- Poster
- Directed by: Cheran
- Written by: Cheran
- Produced by: Dharam Chand Lunked
- Starring: Murali; Rambha;
- Cinematography: Priyan
- Edited by: K. Thangichalam
- Music by: Ilaiyaraaja
- Production company: Taras Creations
- Release date: 19 October 1998;
- Running time: 164 minutes
- Country: India
- Language: Tamil

= Desiya Geetham =

1999 film directed by Cheran

Desiya Geetham (/ðeɪsiˌjəˈɡiːðəm/ ) is a 1998 Indian Tamil-language political drama film written and directed by Cheran. The film, co-produced by R. Chandru, Abuthahir, Sathish Kumar and G. V. Suresh Kumar, stars Murali and Rambha. It revolves around a group of people kidnapping a chief minister and bringing him to their village to make him understand the hardships of village life. The film was released on 19 October 1998, during Diwali. At the 46th Filmfare Awards South, Cheran won the award for Best Director – Tamil.

- Problems and tasks
A. Which co-producers does the opening paragraph of the Desiya Geetham article name?
B. Pick up the article on the film Desiya Geetham after its final sentence and continue it.

Stored records
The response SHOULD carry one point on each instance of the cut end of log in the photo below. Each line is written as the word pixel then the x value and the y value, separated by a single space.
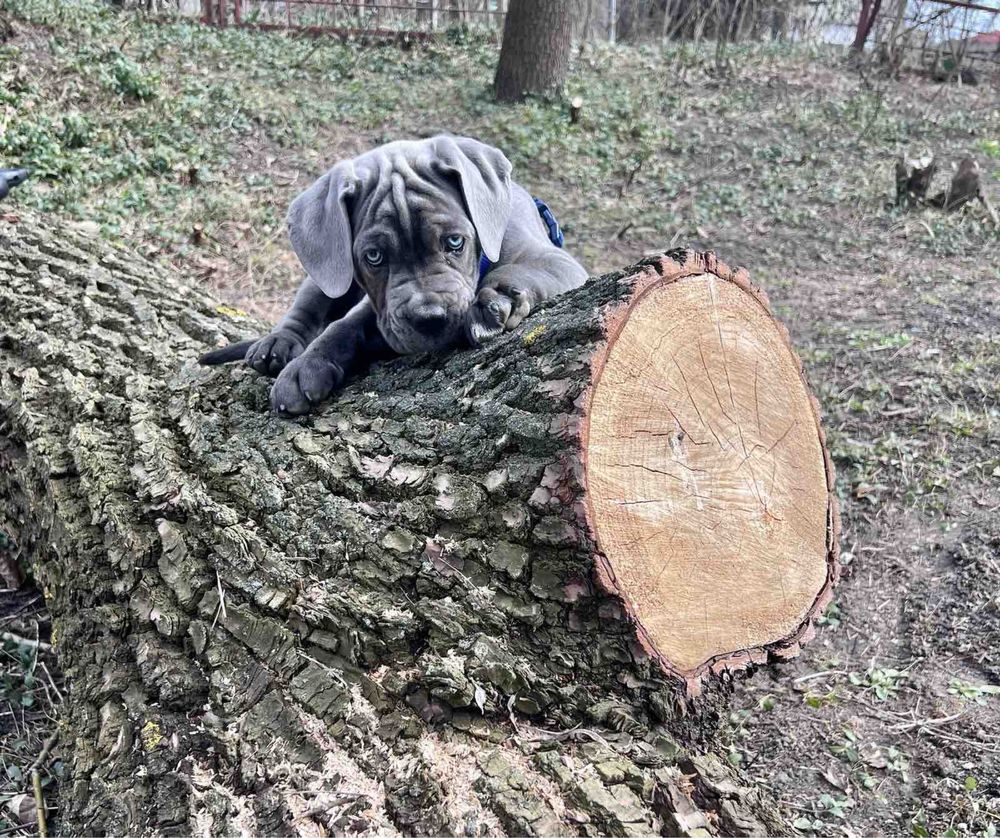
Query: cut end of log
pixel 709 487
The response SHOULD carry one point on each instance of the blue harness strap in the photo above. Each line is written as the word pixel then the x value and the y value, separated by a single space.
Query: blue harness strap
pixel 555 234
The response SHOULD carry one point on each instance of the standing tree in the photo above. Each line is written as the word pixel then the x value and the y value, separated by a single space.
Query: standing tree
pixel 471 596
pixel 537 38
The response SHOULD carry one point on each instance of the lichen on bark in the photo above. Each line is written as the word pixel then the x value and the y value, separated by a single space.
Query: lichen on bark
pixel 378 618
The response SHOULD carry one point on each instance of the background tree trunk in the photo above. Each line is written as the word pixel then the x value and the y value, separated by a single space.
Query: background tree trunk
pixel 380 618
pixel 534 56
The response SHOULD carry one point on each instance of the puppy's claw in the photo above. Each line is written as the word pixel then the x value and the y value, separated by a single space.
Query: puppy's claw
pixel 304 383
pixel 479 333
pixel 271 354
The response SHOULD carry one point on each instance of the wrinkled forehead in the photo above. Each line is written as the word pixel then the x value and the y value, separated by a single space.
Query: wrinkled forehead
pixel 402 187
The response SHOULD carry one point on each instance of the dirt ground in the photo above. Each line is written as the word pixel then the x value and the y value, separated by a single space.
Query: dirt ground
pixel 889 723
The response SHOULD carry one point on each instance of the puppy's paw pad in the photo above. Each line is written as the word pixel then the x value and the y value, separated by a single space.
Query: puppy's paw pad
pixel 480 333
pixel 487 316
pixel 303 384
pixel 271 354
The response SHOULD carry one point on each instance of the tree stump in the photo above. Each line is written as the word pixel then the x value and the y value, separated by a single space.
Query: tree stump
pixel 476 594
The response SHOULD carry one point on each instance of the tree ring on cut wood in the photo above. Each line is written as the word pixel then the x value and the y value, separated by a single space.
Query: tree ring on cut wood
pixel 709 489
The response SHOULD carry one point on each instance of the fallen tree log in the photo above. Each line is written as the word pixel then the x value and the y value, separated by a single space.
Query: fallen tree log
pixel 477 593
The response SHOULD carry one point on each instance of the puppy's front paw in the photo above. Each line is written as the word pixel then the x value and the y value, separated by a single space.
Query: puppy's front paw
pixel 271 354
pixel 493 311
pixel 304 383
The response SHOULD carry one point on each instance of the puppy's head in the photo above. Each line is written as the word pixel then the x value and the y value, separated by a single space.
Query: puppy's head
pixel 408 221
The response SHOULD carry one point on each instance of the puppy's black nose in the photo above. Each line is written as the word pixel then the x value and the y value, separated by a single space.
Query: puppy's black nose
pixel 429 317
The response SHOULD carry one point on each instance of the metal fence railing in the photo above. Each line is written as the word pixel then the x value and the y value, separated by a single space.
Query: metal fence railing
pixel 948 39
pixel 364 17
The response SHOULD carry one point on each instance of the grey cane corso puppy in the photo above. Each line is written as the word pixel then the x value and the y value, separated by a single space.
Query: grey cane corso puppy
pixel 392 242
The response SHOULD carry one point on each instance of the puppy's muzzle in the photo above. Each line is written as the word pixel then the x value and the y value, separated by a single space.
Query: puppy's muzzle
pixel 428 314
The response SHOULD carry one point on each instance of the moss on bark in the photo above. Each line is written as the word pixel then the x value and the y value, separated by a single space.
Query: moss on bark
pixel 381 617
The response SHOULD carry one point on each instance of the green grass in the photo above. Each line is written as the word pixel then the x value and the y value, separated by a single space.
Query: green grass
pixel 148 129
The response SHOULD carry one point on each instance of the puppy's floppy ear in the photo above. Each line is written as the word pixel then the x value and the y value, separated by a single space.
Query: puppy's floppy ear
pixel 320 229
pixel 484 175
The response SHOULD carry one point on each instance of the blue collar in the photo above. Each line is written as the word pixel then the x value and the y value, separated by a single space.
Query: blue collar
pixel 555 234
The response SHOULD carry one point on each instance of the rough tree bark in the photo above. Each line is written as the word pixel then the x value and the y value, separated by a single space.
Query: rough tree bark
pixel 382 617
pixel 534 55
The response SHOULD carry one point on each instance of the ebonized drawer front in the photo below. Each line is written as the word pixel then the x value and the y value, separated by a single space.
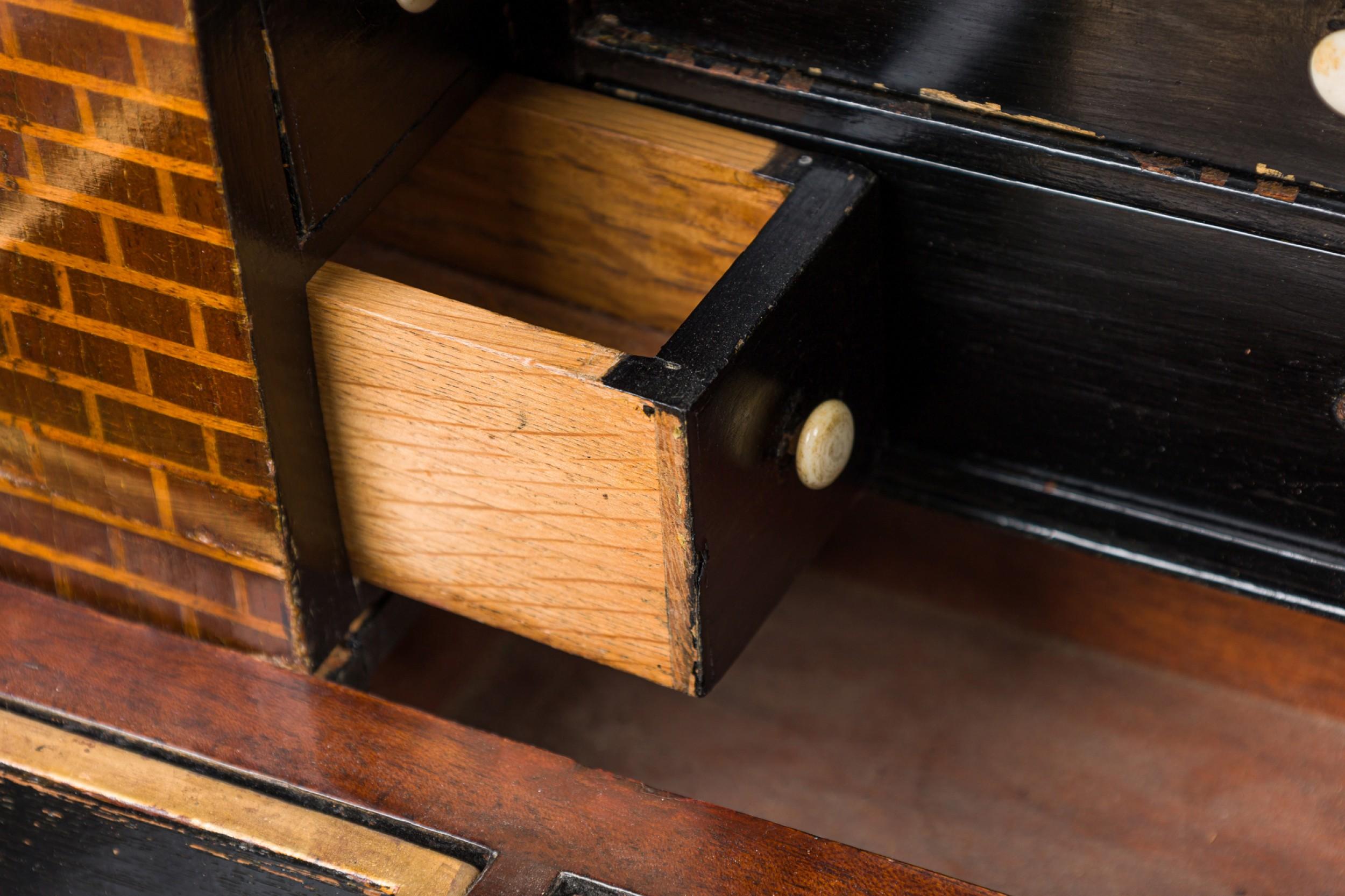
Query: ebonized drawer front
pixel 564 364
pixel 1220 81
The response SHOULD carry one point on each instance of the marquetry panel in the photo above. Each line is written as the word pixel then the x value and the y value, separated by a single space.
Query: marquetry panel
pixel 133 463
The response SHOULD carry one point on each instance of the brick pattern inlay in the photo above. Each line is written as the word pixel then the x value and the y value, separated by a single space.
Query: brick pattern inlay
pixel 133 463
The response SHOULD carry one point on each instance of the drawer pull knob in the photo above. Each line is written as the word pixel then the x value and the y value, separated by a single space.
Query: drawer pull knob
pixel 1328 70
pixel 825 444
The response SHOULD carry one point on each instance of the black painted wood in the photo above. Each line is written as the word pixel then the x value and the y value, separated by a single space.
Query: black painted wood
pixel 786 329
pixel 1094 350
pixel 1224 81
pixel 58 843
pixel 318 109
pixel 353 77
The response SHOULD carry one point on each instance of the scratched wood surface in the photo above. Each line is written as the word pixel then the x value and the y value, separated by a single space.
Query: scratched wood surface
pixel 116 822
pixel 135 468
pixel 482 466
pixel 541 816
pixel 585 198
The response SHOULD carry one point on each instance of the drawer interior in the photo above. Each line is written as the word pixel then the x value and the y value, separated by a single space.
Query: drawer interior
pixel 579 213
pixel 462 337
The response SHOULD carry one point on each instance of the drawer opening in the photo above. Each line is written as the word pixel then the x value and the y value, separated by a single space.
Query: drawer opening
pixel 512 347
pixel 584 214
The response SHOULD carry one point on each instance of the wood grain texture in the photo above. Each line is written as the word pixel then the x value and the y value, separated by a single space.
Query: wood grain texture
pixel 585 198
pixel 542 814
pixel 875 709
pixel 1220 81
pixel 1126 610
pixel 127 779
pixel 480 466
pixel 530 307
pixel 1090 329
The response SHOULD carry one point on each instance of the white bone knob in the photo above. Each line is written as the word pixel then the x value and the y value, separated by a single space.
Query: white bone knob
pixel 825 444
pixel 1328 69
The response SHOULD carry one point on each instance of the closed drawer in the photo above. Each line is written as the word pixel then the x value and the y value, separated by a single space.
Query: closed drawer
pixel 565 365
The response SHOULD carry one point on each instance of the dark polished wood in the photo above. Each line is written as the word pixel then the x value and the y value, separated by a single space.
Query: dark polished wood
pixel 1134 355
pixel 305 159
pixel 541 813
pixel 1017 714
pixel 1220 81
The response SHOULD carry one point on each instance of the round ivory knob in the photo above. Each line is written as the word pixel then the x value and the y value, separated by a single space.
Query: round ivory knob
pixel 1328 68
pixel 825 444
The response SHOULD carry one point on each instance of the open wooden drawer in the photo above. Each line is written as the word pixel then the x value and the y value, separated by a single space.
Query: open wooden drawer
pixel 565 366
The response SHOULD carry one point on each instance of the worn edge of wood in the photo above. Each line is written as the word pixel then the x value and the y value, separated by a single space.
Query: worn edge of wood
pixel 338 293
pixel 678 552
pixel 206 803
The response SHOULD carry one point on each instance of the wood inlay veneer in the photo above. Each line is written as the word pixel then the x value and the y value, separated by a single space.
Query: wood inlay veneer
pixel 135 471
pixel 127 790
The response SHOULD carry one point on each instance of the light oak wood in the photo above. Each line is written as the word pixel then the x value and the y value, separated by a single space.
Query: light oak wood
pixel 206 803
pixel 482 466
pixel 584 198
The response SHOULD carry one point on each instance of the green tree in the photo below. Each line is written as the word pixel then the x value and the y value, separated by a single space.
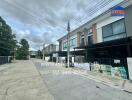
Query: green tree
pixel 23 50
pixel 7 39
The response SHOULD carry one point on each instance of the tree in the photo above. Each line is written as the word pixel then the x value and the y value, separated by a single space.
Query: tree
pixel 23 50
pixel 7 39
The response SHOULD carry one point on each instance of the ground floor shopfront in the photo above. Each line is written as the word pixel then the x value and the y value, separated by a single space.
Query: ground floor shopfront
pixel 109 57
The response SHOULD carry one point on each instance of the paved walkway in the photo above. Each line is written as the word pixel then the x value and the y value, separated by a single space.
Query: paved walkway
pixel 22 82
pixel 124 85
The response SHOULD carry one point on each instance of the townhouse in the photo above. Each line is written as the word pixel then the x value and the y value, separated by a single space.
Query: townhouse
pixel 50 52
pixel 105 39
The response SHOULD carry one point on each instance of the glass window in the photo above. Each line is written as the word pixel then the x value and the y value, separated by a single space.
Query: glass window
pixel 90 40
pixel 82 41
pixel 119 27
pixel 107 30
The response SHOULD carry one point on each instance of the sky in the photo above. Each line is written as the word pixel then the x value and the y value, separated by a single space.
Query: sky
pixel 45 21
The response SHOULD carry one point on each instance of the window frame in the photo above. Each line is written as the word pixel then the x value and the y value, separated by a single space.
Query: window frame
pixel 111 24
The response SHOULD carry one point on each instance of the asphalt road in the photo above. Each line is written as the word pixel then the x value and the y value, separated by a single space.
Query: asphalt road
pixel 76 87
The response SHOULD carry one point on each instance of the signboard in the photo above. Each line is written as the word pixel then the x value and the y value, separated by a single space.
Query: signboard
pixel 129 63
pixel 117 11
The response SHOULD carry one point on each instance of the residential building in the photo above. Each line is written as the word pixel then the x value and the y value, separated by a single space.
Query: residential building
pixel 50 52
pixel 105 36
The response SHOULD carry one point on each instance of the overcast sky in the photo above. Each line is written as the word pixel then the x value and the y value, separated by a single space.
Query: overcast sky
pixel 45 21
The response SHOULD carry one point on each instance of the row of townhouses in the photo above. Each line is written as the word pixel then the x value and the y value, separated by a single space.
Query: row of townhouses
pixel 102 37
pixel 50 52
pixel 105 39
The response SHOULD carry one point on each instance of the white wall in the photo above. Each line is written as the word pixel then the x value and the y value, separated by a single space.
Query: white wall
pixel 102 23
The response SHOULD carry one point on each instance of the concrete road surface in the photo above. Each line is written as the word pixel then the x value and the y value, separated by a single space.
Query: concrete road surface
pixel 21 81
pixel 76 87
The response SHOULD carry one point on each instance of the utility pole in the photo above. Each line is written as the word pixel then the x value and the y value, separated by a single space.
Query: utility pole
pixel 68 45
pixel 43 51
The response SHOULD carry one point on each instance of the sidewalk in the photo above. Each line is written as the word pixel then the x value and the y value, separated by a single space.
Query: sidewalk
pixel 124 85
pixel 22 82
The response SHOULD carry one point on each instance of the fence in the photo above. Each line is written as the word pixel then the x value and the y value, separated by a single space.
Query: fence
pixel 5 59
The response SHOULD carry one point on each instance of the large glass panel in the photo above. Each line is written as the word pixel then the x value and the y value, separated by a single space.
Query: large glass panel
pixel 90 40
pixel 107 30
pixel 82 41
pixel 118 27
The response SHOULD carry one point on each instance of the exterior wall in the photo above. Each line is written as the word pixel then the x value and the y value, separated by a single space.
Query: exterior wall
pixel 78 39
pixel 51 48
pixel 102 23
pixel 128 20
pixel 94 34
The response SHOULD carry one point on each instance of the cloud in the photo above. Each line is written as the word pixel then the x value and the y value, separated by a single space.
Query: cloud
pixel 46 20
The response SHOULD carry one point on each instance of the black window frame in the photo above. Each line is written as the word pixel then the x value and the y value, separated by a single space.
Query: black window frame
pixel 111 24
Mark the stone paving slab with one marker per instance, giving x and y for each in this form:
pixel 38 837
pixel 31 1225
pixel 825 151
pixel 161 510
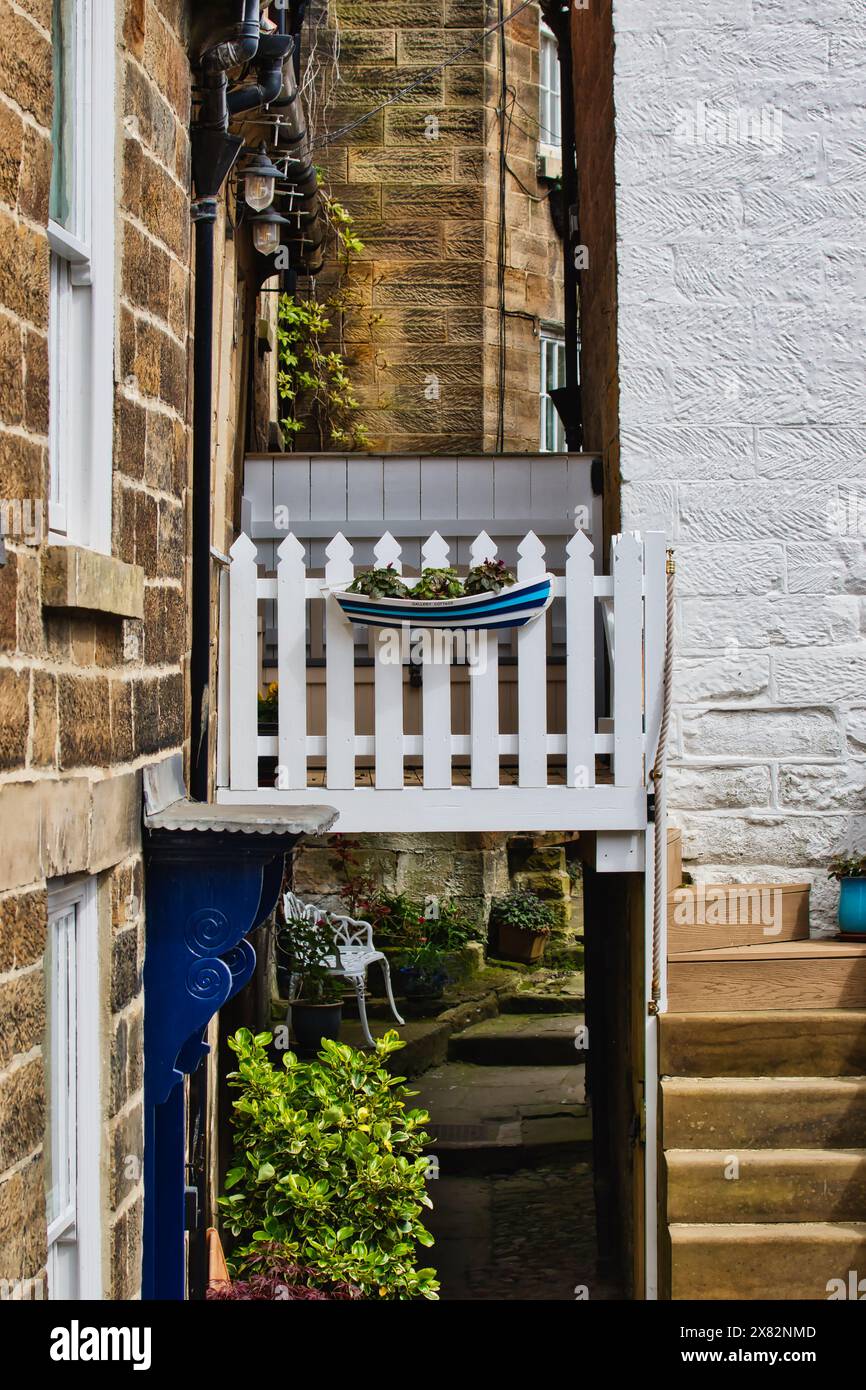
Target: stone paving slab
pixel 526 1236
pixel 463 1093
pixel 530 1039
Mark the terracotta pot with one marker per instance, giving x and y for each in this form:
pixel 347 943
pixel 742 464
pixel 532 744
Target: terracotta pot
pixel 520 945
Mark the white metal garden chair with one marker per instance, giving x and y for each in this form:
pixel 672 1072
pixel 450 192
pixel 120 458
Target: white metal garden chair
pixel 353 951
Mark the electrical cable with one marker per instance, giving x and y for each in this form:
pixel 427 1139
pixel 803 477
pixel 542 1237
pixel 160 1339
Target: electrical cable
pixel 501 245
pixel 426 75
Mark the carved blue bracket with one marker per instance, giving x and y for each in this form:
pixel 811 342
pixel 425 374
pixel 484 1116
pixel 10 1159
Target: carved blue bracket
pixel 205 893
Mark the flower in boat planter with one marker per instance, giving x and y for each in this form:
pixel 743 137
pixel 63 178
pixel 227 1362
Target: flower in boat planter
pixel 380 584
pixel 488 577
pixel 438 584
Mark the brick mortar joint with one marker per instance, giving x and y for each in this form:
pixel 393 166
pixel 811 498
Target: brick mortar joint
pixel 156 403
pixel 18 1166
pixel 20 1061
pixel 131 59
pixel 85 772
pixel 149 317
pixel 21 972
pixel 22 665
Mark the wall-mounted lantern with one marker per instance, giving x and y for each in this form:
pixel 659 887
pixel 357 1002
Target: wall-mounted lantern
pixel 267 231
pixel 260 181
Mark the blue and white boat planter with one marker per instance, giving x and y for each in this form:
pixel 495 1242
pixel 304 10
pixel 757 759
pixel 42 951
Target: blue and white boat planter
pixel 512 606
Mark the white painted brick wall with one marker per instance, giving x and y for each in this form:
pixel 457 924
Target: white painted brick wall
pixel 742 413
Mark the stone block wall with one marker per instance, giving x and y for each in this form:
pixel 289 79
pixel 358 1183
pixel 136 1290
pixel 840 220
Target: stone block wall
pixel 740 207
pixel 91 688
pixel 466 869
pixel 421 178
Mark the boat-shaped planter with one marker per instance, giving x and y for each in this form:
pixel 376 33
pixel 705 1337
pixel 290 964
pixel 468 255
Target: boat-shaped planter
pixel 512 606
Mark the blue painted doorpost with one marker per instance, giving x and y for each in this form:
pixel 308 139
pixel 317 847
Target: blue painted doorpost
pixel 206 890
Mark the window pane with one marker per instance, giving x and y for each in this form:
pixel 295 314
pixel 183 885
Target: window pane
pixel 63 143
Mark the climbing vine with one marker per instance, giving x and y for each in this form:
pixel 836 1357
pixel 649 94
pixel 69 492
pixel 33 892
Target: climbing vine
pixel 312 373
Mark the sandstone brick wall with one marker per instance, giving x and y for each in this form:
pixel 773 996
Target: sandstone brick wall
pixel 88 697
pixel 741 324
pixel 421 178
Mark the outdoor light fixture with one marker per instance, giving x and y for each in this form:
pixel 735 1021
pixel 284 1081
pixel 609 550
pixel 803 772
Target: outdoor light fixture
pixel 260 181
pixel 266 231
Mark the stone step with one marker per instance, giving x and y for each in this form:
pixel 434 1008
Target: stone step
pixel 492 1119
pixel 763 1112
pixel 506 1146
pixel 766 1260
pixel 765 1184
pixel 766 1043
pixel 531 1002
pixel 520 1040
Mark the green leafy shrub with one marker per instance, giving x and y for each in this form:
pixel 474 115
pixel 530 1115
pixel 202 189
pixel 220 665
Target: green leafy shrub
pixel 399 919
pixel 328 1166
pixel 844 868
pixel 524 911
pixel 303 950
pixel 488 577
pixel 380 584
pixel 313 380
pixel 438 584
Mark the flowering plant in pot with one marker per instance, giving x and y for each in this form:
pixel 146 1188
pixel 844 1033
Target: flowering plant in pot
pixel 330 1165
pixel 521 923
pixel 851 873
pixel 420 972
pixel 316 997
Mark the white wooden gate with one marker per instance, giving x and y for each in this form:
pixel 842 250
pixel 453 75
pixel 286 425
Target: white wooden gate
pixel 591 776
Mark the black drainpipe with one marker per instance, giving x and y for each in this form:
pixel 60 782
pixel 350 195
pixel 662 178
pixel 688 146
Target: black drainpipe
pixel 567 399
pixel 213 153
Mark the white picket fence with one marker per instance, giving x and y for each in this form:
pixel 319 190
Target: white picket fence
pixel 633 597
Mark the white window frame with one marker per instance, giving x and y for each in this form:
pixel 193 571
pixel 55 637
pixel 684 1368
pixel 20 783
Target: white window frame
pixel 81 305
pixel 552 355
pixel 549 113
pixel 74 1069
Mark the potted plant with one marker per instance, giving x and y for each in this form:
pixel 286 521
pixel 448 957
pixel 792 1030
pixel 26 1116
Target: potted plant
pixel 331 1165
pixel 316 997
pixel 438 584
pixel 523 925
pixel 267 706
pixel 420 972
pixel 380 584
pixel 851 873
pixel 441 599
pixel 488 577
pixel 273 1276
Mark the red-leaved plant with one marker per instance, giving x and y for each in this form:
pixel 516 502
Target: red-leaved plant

- Answer list
A. R. Chandru, Abuthahir, Sathish Kumar and G. V. Suresh Kumar.

B.
== Plot ==

The film is about a chief minister and his family being kidnapped by a group of people and taken to a remote village making them undergo the hardships of village life to learn about it.

== Soundtrack ==
The music was composed by Ilaiyaraaja. Reviewing the album, Sajahan Waheed of New Straits Times gave it 4 stars out of 5.

| Song | Singers | Lyrics |
| "Ladies Special" | Sujatha | Palani Bharathi |
| "En Kanavinai" | Hariharan | Vaasan |
| "Desiya Geetham" | K. J. Yesudas | Arivumathi |
| "Naan Vaakkapattu" | Sujatha | Palani Bharathi |
| "Mannana Poranthavuga" | Pushpavanam Kuppusamy | Vaasan |
"Appan Veettu"
| "Nanba Nanba" | Ilaiyaraaja |
"Anal Gandhi"

== Critical reception ==
A critic from Dinakaran noted "Cheran has won in highlighting minutely and emotively the village maladies and it's disastrous shortcomings". Kala Krishnan-Ramesh from Deccan Herald noted "This film has a message, which is meant for all of us, “Before the last Indian goes mad, let’s do something". D. S. Ramanujam of The Hindu wrote, "A thought-provoking movie on the plight of the villagers denied basic necessities like water, roads, hospitals and consumable rice at the FP shops, has been brought out with a lot of thrust by director Cheran".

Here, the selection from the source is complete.